### Exercise prompt
Once you find the line containing "Where can you see the green needle-like", output it and every line after it to the end of the records, exactly.

### Supplied records
***

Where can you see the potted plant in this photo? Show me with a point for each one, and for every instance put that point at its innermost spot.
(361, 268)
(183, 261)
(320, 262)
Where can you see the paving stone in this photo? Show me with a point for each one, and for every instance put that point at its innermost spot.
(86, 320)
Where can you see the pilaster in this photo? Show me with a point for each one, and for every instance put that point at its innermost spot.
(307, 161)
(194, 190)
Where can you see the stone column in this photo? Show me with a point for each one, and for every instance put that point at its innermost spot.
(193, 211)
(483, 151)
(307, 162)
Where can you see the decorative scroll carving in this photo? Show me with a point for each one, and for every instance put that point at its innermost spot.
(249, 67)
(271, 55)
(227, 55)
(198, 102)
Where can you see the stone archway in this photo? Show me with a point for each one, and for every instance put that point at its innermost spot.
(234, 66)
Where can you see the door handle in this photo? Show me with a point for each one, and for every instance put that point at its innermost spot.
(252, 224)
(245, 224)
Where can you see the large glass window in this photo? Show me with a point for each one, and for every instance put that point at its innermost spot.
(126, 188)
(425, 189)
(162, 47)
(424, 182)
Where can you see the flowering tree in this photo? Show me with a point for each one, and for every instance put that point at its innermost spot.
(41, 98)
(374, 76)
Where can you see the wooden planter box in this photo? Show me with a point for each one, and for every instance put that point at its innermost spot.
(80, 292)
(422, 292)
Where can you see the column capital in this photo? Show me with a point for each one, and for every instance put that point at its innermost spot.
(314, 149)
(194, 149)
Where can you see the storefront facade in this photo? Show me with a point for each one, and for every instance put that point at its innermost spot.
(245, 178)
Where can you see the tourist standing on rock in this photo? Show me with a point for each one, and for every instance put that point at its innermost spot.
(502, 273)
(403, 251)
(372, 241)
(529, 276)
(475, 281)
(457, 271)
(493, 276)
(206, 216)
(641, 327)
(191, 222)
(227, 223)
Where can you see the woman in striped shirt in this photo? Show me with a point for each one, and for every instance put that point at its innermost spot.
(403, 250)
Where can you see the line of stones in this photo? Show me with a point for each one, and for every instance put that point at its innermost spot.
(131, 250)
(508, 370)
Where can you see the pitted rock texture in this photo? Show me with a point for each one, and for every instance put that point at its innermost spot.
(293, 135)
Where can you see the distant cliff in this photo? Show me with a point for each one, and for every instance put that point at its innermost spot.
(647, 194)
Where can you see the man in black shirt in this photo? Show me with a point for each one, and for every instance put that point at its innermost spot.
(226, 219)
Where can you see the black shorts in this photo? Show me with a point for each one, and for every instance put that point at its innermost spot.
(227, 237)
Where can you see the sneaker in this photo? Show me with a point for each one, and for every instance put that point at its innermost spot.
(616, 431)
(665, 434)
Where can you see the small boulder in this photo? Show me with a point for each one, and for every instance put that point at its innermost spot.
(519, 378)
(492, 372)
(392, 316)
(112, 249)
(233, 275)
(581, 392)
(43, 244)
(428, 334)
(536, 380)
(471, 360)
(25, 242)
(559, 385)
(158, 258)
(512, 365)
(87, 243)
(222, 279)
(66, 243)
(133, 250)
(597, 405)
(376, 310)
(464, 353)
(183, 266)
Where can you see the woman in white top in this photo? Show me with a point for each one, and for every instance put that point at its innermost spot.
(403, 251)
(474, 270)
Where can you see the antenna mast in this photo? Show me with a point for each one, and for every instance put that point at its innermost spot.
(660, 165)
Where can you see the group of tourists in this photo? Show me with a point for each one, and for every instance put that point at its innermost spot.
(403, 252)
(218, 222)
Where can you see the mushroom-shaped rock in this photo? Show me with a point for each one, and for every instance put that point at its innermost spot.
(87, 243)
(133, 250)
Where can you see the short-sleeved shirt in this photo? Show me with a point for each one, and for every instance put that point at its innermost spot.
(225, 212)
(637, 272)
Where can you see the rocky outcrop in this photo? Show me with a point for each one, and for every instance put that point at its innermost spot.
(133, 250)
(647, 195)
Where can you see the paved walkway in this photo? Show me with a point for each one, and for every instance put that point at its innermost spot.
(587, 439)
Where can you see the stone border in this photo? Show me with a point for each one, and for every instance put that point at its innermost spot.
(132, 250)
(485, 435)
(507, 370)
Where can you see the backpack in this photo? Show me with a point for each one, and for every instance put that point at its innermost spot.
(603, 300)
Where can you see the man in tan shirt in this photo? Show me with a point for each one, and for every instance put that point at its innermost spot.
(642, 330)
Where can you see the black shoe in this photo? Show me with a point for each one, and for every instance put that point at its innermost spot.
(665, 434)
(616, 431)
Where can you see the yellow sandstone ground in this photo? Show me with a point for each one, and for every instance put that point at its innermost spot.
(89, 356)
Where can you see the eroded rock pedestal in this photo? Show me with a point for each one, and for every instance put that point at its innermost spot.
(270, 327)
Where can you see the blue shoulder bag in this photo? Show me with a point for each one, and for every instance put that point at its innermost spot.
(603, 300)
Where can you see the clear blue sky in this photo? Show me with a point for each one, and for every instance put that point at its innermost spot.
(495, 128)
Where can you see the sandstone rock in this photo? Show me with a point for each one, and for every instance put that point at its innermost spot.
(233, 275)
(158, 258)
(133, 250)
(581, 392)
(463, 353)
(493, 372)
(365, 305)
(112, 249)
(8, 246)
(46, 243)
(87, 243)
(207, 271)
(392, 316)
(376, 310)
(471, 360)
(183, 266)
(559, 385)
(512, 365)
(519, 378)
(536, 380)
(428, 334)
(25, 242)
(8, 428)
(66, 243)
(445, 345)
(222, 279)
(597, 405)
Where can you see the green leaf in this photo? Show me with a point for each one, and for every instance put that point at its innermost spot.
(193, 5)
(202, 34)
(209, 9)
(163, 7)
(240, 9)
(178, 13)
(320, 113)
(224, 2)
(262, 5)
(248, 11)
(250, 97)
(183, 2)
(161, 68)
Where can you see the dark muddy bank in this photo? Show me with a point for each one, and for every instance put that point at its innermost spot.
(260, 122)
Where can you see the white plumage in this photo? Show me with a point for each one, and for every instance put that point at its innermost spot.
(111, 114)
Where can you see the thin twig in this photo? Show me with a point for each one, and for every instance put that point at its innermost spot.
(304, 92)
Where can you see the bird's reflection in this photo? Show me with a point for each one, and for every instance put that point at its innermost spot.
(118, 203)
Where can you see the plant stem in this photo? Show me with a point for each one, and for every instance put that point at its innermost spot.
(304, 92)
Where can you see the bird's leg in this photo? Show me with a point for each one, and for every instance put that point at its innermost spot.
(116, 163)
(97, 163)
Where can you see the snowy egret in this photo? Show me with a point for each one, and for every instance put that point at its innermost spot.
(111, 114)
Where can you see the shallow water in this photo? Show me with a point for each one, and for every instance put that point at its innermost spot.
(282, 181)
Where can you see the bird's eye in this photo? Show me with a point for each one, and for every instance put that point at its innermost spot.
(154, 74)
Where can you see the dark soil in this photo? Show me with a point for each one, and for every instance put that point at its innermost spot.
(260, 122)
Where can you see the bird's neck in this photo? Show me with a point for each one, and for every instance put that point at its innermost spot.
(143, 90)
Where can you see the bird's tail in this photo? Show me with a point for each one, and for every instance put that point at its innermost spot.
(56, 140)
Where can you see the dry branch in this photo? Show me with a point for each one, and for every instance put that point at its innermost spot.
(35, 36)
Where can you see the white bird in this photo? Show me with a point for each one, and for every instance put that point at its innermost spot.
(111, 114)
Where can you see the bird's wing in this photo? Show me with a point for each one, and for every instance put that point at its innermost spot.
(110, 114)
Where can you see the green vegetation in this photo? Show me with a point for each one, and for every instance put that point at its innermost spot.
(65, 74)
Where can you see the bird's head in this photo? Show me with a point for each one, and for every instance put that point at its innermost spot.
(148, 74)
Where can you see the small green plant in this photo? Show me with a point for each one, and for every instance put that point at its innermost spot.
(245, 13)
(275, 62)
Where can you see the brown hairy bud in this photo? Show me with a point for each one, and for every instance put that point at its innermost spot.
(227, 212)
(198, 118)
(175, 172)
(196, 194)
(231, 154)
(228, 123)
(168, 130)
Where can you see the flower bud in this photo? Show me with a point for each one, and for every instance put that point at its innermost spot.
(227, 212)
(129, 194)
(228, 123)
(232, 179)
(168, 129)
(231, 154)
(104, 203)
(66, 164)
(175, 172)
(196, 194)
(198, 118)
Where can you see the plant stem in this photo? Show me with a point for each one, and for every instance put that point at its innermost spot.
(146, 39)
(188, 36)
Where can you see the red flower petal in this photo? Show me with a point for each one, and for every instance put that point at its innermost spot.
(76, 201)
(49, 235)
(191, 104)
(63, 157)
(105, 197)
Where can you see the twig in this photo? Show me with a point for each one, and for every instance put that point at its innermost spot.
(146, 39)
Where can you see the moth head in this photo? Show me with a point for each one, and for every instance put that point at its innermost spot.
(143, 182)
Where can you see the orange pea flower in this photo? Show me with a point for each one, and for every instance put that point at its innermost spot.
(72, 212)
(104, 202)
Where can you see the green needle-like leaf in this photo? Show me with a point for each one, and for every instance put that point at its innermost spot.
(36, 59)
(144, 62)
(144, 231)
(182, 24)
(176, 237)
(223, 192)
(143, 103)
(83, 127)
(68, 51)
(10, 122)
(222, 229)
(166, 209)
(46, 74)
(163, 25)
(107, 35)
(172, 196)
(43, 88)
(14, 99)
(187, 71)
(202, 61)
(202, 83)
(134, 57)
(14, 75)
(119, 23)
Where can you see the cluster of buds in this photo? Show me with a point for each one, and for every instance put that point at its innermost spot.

***

### Result for this task
Where can you see the green needle-like leaf in this photo? Show me with a point for each one, and for every instance put that point at its innermost spot.
(36, 59)
(144, 62)
(144, 231)
(182, 24)
(176, 237)
(223, 192)
(143, 103)
(83, 127)
(68, 51)
(10, 122)
(222, 229)
(166, 209)
(46, 74)
(163, 25)
(107, 35)
(172, 196)
(43, 88)
(14, 99)
(187, 71)
(202, 61)
(202, 83)
(134, 57)
(14, 75)
(119, 23)
Where can you see the cluster of buds in this photo? Show me with a point for each one, and for every instance put that point at its innermost spot.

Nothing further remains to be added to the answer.